* PROBLEM TO SOLVE:
Copy each line of the material in which the word "below" appears.

* SUPPLIED RECORDS:
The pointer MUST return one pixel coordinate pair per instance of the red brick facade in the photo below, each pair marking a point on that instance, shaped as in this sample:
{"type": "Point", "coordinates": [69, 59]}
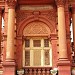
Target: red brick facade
{"type": "Point", "coordinates": [30, 19]}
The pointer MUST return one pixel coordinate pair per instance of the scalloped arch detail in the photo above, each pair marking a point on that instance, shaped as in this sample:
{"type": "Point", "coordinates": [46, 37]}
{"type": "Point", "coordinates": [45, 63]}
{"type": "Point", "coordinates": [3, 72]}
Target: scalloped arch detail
{"type": "Point", "coordinates": [50, 24]}
{"type": "Point", "coordinates": [36, 28]}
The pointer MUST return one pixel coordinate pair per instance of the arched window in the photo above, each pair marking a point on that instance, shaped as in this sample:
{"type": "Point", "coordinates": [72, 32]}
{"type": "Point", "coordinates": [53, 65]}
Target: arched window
{"type": "Point", "coordinates": [37, 51]}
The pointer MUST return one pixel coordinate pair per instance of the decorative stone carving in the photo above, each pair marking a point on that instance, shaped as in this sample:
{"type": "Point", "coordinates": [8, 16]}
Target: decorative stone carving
{"type": "Point", "coordinates": [21, 16]}
{"type": "Point", "coordinates": [51, 15]}
{"type": "Point", "coordinates": [36, 27]}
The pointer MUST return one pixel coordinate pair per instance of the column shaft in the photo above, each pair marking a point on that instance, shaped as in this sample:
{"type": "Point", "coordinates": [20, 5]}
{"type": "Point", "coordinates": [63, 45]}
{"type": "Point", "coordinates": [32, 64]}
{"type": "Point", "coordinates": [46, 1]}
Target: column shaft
{"type": "Point", "coordinates": [62, 33]}
{"type": "Point", "coordinates": [10, 34]}
{"type": "Point", "coordinates": [0, 31]}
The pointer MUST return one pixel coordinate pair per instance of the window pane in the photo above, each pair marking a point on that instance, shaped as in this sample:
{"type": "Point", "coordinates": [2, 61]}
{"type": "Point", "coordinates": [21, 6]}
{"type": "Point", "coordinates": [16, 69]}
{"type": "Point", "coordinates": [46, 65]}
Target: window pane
{"type": "Point", "coordinates": [27, 58]}
{"type": "Point", "coordinates": [46, 43]}
{"type": "Point", "coordinates": [37, 57]}
{"type": "Point", "coordinates": [47, 59]}
{"type": "Point", "coordinates": [37, 43]}
{"type": "Point", "coordinates": [27, 43]}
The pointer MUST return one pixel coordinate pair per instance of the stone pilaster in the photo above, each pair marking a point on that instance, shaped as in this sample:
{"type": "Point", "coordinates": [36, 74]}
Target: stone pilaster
{"type": "Point", "coordinates": [10, 31]}
{"type": "Point", "coordinates": [62, 30]}
{"type": "Point", "coordinates": [63, 62]}
{"type": "Point", "coordinates": [9, 64]}
{"type": "Point", "coordinates": [0, 31]}
{"type": "Point", "coordinates": [73, 22]}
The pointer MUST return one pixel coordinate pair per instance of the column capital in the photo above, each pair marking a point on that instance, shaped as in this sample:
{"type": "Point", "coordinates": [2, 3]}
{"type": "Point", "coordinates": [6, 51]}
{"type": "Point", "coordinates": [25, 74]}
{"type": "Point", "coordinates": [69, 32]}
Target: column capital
{"type": "Point", "coordinates": [60, 3]}
{"type": "Point", "coordinates": [11, 3]}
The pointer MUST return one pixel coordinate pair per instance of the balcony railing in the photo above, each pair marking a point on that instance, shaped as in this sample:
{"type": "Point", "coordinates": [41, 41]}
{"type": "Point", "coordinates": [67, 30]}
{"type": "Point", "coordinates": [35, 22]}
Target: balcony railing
{"type": "Point", "coordinates": [37, 70]}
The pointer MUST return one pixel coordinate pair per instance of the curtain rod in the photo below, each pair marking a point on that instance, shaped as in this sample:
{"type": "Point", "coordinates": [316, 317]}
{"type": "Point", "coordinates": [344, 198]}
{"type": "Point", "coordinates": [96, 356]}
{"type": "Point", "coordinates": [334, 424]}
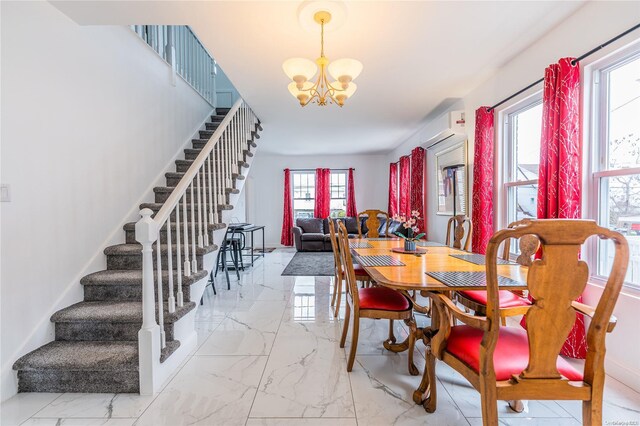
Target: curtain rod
{"type": "Point", "coordinates": [313, 170]}
{"type": "Point", "coordinates": [578, 59]}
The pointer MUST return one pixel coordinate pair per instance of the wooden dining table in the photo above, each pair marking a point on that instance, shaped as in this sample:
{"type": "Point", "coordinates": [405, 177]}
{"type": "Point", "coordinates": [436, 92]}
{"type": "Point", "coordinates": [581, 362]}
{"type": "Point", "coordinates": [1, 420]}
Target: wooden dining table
{"type": "Point", "coordinates": [412, 279]}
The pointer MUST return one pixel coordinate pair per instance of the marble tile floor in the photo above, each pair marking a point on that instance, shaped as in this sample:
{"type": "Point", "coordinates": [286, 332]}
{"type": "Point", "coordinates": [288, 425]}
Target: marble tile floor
{"type": "Point", "coordinates": [268, 354]}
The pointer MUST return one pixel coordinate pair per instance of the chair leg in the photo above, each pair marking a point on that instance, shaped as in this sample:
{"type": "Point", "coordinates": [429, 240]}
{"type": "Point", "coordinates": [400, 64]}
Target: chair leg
{"type": "Point", "coordinates": [489, 404]}
{"type": "Point", "coordinates": [354, 341]}
{"type": "Point", "coordinates": [335, 286]}
{"type": "Point", "coordinates": [345, 326]}
{"type": "Point", "coordinates": [392, 337]}
{"type": "Point", "coordinates": [338, 290]}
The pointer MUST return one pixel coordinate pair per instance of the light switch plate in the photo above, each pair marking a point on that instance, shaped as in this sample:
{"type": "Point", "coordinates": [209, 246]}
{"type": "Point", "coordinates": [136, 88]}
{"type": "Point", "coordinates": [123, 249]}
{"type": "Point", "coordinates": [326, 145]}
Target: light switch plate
{"type": "Point", "coordinates": [5, 195]}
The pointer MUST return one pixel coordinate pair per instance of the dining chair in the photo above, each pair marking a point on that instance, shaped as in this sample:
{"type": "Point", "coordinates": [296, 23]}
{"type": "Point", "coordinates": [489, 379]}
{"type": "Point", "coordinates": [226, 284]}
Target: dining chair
{"type": "Point", "coordinates": [339, 274]}
{"type": "Point", "coordinates": [511, 363]}
{"type": "Point", "coordinates": [455, 228]}
{"type": "Point", "coordinates": [372, 223]}
{"type": "Point", "coordinates": [371, 302]}
{"type": "Point", "coordinates": [511, 302]}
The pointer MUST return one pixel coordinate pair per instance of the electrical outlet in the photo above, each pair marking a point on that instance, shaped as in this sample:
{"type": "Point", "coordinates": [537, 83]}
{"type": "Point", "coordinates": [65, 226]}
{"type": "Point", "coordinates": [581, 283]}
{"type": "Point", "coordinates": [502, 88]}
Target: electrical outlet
{"type": "Point", "coordinates": [5, 195]}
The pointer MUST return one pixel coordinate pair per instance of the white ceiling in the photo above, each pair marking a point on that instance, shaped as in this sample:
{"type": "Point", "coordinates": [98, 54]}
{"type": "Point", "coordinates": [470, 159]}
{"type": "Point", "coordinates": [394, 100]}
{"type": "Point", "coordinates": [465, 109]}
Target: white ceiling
{"type": "Point", "coordinates": [415, 55]}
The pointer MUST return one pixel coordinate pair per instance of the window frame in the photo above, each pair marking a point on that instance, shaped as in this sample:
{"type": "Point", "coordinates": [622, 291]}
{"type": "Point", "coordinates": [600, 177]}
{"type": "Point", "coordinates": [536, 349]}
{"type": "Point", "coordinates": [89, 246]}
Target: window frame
{"type": "Point", "coordinates": [509, 160]}
{"type": "Point", "coordinates": [595, 164]}
{"type": "Point", "coordinates": [293, 190]}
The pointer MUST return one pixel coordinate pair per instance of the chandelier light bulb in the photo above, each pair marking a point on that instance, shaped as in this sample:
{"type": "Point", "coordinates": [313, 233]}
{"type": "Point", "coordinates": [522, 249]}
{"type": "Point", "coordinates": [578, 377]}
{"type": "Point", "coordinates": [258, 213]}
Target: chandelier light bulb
{"type": "Point", "coordinates": [299, 69]}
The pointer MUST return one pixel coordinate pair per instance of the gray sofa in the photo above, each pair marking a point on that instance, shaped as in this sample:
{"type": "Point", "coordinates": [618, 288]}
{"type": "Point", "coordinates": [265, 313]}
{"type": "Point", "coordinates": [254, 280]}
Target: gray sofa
{"type": "Point", "coordinates": [312, 234]}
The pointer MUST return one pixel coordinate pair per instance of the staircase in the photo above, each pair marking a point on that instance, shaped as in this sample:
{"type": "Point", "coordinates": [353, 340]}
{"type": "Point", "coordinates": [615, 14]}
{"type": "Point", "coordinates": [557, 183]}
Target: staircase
{"type": "Point", "coordinates": [96, 347]}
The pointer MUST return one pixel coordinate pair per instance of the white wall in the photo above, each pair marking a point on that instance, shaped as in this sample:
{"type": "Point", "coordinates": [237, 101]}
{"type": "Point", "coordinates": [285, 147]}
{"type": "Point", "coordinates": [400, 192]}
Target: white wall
{"type": "Point", "coordinates": [266, 183]}
{"type": "Point", "coordinates": [90, 122]}
{"type": "Point", "coordinates": [590, 26]}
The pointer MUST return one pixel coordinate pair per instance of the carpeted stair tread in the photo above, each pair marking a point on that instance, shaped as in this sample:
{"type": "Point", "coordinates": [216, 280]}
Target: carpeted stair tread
{"type": "Point", "coordinates": [114, 312]}
{"type": "Point", "coordinates": [136, 249]}
{"type": "Point", "coordinates": [131, 226]}
{"type": "Point", "coordinates": [82, 355]}
{"type": "Point", "coordinates": [157, 206]}
{"type": "Point", "coordinates": [171, 347]}
{"type": "Point", "coordinates": [134, 277]}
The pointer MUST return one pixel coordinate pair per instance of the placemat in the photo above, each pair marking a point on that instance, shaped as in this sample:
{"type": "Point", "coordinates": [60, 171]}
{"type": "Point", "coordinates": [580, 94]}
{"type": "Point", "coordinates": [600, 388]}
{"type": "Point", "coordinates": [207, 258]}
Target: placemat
{"type": "Point", "coordinates": [360, 245]}
{"type": "Point", "coordinates": [471, 279]}
{"type": "Point", "coordinates": [429, 244]}
{"type": "Point", "coordinates": [479, 259]}
{"type": "Point", "coordinates": [379, 260]}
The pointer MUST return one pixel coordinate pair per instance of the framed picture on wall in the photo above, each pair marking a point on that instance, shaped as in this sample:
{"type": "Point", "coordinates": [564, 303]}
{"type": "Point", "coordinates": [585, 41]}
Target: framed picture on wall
{"type": "Point", "coordinates": [451, 171]}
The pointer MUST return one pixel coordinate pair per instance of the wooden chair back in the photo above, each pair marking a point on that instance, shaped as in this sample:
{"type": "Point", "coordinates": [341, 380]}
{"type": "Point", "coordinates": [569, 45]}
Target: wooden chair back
{"type": "Point", "coordinates": [347, 263]}
{"type": "Point", "coordinates": [373, 222]}
{"type": "Point", "coordinates": [555, 281]}
{"type": "Point", "coordinates": [335, 248]}
{"type": "Point", "coordinates": [455, 227]}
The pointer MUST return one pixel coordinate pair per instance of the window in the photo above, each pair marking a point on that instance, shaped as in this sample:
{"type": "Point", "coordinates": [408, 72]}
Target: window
{"type": "Point", "coordinates": [522, 143]}
{"type": "Point", "coordinates": [616, 159]}
{"type": "Point", "coordinates": [338, 185]}
{"type": "Point", "coordinates": [304, 193]}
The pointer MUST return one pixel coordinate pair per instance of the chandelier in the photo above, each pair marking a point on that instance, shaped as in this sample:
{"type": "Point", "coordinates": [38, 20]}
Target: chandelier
{"type": "Point", "coordinates": [322, 92]}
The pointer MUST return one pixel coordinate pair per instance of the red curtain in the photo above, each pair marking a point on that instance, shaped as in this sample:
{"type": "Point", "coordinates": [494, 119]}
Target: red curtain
{"type": "Point", "coordinates": [482, 204]}
{"type": "Point", "coordinates": [417, 186]}
{"type": "Point", "coordinates": [404, 207]}
{"type": "Point", "coordinates": [560, 176]}
{"type": "Point", "coordinates": [393, 189]}
{"type": "Point", "coordinates": [323, 193]}
{"type": "Point", "coordinates": [286, 237]}
{"type": "Point", "coordinates": [352, 211]}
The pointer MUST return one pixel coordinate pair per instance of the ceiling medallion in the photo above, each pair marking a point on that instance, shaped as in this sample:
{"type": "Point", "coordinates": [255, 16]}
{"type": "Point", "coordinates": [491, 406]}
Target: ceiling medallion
{"type": "Point", "coordinates": [322, 92]}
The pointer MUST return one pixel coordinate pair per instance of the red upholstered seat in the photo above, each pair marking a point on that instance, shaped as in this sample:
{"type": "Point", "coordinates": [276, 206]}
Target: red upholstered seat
{"type": "Point", "coordinates": [511, 355]}
{"type": "Point", "coordinates": [382, 298]}
{"type": "Point", "coordinates": [507, 298]}
{"type": "Point", "coordinates": [359, 270]}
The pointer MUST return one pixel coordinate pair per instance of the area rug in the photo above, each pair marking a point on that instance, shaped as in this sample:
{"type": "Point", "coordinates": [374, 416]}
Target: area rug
{"type": "Point", "coordinates": [310, 264]}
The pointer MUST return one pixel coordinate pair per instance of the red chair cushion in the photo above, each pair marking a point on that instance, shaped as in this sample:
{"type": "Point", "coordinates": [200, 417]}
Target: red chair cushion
{"type": "Point", "coordinates": [359, 271]}
{"type": "Point", "coordinates": [511, 355]}
{"type": "Point", "coordinates": [382, 298]}
{"type": "Point", "coordinates": [507, 299]}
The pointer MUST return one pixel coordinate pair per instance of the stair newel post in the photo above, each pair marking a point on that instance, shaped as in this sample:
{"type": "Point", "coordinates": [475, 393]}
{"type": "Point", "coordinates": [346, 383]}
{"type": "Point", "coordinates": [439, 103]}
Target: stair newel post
{"type": "Point", "coordinates": [212, 216]}
{"type": "Point", "coordinates": [199, 218]}
{"type": "Point", "coordinates": [194, 261]}
{"type": "Point", "coordinates": [187, 264]}
{"type": "Point", "coordinates": [172, 300]}
{"type": "Point", "coordinates": [178, 255]}
{"type": "Point", "coordinates": [205, 217]}
{"type": "Point", "coordinates": [160, 296]}
{"type": "Point", "coordinates": [148, 336]}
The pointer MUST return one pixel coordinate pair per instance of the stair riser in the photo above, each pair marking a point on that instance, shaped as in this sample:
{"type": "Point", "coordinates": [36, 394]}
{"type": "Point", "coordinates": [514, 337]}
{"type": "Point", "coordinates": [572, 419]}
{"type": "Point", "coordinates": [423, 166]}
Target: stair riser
{"type": "Point", "coordinates": [103, 331]}
{"type": "Point", "coordinates": [81, 381]}
{"type": "Point", "coordinates": [99, 293]}
{"type": "Point", "coordinates": [161, 197]}
{"type": "Point", "coordinates": [129, 262]}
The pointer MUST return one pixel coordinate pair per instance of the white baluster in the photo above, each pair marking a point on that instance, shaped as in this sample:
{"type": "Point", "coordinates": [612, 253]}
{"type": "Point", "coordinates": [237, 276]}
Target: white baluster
{"type": "Point", "coordinates": [205, 217]}
{"type": "Point", "coordinates": [172, 299]}
{"type": "Point", "coordinates": [199, 195]}
{"type": "Point", "coordinates": [187, 264]}
{"type": "Point", "coordinates": [212, 216]}
{"type": "Point", "coordinates": [163, 341]}
{"type": "Point", "coordinates": [194, 261]}
{"type": "Point", "coordinates": [148, 336]}
{"type": "Point", "coordinates": [178, 255]}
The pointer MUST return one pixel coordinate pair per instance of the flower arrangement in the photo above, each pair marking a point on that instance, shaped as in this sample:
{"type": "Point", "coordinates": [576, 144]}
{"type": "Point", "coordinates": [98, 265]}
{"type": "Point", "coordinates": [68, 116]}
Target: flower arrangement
{"type": "Point", "coordinates": [410, 225]}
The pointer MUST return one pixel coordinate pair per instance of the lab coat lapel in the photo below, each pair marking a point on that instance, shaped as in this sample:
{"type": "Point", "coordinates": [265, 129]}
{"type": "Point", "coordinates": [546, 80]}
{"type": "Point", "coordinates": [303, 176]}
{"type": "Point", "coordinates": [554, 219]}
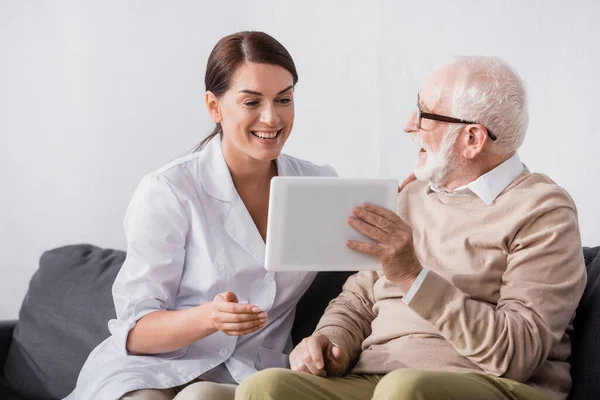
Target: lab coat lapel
{"type": "Point", "coordinates": [238, 222]}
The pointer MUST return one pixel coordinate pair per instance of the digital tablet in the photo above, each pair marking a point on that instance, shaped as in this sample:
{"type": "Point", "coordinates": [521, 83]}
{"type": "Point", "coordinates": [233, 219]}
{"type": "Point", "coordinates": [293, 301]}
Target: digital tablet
{"type": "Point", "coordinates": [307, 226]}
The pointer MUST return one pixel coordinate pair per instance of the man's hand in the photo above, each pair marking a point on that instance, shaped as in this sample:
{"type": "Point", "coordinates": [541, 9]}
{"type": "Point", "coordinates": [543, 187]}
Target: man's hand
{"type": "Point", "coordinates": [236, 319]}
{"type": "Point", "coordinates": [394, 243]}
{"type": "Point", "coordinates": [408, 180]}
{"type": "Point", "coordinates": [316, 355]}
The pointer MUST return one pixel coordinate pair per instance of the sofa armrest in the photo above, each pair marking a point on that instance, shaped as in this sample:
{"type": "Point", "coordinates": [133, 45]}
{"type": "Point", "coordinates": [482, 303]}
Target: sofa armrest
{"type": "Point", "coordinates": [6, 330]}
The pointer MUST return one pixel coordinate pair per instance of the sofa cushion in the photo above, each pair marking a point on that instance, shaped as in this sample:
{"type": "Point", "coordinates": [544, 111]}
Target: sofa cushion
{"type": "Point", "coordinates": [66, 311]}
{"type": "Point", "coordinates": [585, 354]}
{"type": "Point", "coordinates": [63, 317]}
{"type": "Point", "coordinates": [310, 308]}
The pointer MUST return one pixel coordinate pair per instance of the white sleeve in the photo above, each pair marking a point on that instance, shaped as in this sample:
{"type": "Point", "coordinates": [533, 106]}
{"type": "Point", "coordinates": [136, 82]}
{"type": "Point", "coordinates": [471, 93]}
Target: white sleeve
{"type": "Point", "coordinates": [156, 228]}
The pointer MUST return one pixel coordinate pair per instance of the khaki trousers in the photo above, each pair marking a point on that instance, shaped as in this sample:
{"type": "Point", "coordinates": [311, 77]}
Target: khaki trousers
{"type": "Point", "coordinates": [401, 384]}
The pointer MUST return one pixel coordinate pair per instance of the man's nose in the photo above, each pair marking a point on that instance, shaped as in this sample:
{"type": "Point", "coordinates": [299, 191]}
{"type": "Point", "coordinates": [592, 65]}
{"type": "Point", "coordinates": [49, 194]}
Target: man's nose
{"type": "Point", "coordinates": [411, 123]}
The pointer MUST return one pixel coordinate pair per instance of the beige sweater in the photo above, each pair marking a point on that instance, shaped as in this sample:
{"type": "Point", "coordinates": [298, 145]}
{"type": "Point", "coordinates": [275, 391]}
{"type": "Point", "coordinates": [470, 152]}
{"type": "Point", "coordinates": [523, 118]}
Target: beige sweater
{"type": "Point", "coordinates": [500, 296]}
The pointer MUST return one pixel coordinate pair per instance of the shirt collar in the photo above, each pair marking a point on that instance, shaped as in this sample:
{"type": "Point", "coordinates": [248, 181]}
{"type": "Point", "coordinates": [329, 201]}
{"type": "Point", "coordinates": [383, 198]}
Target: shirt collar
{"type": "Point", "coordinates": [489, 185]}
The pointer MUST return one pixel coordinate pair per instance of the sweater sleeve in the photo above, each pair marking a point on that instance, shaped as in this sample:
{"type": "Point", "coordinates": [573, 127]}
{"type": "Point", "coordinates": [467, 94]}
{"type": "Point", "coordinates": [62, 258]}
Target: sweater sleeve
{"type": "Point", "coordinates": [541, 288]}
{"type": "Point", "coordinates": [347, 319]}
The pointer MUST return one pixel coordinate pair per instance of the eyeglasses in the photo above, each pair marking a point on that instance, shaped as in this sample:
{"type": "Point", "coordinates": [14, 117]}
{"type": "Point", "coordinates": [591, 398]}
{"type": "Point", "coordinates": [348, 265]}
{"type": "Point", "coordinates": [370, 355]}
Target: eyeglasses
{"type": "Point", "coordinates": [443, 118]}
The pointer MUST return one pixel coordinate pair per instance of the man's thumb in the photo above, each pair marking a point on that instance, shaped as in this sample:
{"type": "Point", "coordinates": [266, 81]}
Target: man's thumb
{"type": "Point", "coordinates": [336, 353]}
{"type": "Point", "coordinates": [230, 297]}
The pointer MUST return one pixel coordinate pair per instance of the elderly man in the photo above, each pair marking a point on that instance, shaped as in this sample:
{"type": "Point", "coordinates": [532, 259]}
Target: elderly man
{"type": "Point", "coordinates": [482, 266]}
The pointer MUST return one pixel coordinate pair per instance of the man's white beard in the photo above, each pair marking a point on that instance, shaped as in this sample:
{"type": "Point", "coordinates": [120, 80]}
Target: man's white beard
{"type": "Point", "coordinates": [439, 164]}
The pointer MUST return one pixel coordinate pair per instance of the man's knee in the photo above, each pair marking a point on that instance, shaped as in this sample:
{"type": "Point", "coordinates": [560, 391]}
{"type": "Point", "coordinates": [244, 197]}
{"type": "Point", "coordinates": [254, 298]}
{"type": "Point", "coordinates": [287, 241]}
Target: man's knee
{"type": "Point", "coordinates": [263, 384]}
{"type": "Point", "coordinates": [207, 390]}
{"type": "Point", "coordinates": [406, 384]}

* COMPLETED EXERCISE:
The pointer MUST return one pixel coordinate pair per instance of the red brick facade in the photo below, each pair marking a point on that instance, shaped as in this sample:
The pointer MUST return one pixel coordinate pair per instance of the curtain rod in the photo below, each pair marking a point on that instance, shaped as in this sample:
The pointer MUST return one pixel coordinate pair per instance of the lab coat lapel in the photo below, each pair marking a point on that instance, shaped as in this sample:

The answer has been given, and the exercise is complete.